Reproduce every line of the listing from the line containing "# test: locate points for every instance of the frozen" through the last line of the listing, both included, and offset each coordinate in the answers by 107.

Data entries
++++++++++++++++++++

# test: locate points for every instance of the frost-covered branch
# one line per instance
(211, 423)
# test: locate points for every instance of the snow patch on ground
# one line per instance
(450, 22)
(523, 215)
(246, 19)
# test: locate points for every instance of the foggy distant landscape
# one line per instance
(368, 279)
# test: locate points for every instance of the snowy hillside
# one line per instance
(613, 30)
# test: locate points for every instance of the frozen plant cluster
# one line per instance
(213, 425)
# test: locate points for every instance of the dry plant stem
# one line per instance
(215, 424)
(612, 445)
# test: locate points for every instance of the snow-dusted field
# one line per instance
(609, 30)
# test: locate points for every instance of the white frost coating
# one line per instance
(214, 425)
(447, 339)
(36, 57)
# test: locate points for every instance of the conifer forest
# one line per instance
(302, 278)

++++++++++++++++++++

[Answer]
# test: locate points for every instance of the frozen plant cluster
# one line per instance
(320, 532)
# test: locate points for every instance of the dry plant stem
# one line per instance
(322, 531)
(719, 552)
# test: locate points for every instance of the snow-dusted field
# one line per instance
(716, 137)
# test: locate points for every instance of the white frost coating
# one line per instance
(321, 532)
(554, 446)
(143, 164)
# test: locate points for every instance of the conifer forest
# one line per instance
(409, 385)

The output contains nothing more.